• [ACTIVITY]:
Every line of the data below is to be written out again exactly.

START DATA

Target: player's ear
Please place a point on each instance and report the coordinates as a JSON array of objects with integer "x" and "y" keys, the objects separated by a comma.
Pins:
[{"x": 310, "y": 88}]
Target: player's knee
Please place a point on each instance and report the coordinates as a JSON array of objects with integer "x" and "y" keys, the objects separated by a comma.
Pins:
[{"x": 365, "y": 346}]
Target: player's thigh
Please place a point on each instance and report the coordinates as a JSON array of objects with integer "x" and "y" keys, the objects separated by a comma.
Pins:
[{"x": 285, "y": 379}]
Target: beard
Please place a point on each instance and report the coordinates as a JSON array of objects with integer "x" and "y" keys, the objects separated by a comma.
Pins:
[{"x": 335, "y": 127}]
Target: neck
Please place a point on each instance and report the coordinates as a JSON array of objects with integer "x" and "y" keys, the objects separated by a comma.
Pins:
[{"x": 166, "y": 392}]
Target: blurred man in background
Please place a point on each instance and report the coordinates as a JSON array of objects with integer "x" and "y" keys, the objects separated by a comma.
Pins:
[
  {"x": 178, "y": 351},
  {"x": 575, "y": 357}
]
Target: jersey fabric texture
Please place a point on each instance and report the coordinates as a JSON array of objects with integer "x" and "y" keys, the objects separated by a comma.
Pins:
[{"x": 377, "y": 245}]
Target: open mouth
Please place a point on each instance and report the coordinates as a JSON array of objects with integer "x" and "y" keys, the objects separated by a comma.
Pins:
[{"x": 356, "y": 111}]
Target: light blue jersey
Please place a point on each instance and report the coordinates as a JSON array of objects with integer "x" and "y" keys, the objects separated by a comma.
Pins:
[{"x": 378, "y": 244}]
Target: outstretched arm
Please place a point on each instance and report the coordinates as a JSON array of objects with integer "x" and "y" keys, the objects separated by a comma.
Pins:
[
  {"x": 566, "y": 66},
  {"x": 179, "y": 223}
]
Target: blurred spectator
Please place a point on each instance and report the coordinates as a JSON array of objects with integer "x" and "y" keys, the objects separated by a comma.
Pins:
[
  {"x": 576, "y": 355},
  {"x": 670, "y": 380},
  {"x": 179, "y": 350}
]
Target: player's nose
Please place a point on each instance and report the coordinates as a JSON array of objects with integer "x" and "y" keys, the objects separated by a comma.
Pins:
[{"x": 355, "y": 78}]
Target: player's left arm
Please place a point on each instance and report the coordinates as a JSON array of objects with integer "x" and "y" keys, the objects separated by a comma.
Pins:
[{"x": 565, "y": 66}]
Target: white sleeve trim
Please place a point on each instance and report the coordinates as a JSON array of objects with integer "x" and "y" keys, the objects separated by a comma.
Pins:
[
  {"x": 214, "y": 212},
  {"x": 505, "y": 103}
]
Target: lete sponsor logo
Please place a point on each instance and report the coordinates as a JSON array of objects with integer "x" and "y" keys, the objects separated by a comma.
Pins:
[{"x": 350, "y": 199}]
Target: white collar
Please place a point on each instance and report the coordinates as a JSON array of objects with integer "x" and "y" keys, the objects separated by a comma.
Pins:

END DATA

• [RESPONSE AREA]:
Target: player's ear
Please place a point on each instance and report the coordinates as a JSON array of objects with integer "x" and "y" keys, the objects separated by a comma.
Pins:
[{"x": 310, "y": 88}]
Target: player's knee
Please place a point on each instance and report the coordinates as a JSON array of objects with integer "x" and "y" keys, the objects separated by a comma.
Pins:
[{"x": 365, "y": 346}]
Target: player's thigh
Please place a point on each instance and report the coordinates as a JSON array of objects with integer "x" and "y" keys, the objects separated by a comma.
Pins:
[{"x": 285, "y": 379}]
Target: beard
Please place a point on each instance and report the coordinates as a JSON array of objects with integer "x" and "y" keys, the objects separated by a comma.
Pins:
[{"x": 335, "y": 127}]
Target: neck
Please place a point on each instance and report the coordinates as a JSON array of objects with integer "x" and "y" keys, the objects separated by a comma.
Pins:
[{"x": 166, "y": 392}]
Target: blurred man in background
Please place a point on each instance and report the coordinates as a JSON array of objects with integer "x" and "y" keys, the objects separated by a comma.
Pins:
[
  {"x": 178, "y": 351},
  {"x": 575, "y": 357}
]
Target: jersey fabric texture
Please place a point on each instance and report the coordinates as a JSON array of objects with integer "x" and "y" keys, the objects separated by a comma.
Pins:
[{"x": 377, "y": 245}]
Target: open mouth
Please place a point on each instance and report the coordinates as a JSON array of objects with integer "x" and "y" keys, the objects separated by a comma.
Pins:
[{"x": 356, "y": 111}]
Target: light blue jersey
Please place a point on each instance and report the coordinates as a JSON array of objects with integer "x" and "y" keys, the objects separated by a comma.
Pins:
[{"x": 378, "y": 244}]
Target: outstretched arm
Please place a point on each instance and report the coordinates as a JSON array of objects with integer "x" and "y" keys, the objects separated by a comma.
Pins:
[
  {"x": 566, "y": 66},
  {"x": 179, "y": 223}
]
Target: blurred spectator
Please place a point on each instance and report the coordinates as a JSON array of objects with integer "x" and "y" keys, the objects separated by a comma.
Pins:
[
  {"x": 576, "y": 355},
  {"x": 670, "y": 380},
  {"x": 179, "y": 350}
]
Target: player's nose
Please place a point on each instance and report the coordinates as a JSON array of objects with integer "x" and "y" keys, the objects separated by a comma.
Pins:
[{"x": 355, "y": 78}]
Target: player's left arm
Please place a point on each instance and report the coordinates as a JSON array of objects with integer "x" and "y" keys, the objects separated by a comma.
Pins:
[{"x": 565, "y": 66}]
Target: white sleeve trim
Please place a point on each instance and report the coordinates as a JSON array of objects with integer "x" and "y" keys, the objects separated by a comma.
Pins:
[
  {"x": 214, "y": 212},
  {"x": 505, "y": 103}
]
Target: lete sponsor logo
Please place a point on each instance and report the coordinates as a JSON array of objects with integer "x" and "y" keys, the objects separated by a comma.
Pins:
[{"x": 350, "y": 199}]
Target: white collar
Please place a point on each instance and report the coordinates as a JSON array of objects with integer "x" and "y" keys, the objects separated by a comma.
Pins:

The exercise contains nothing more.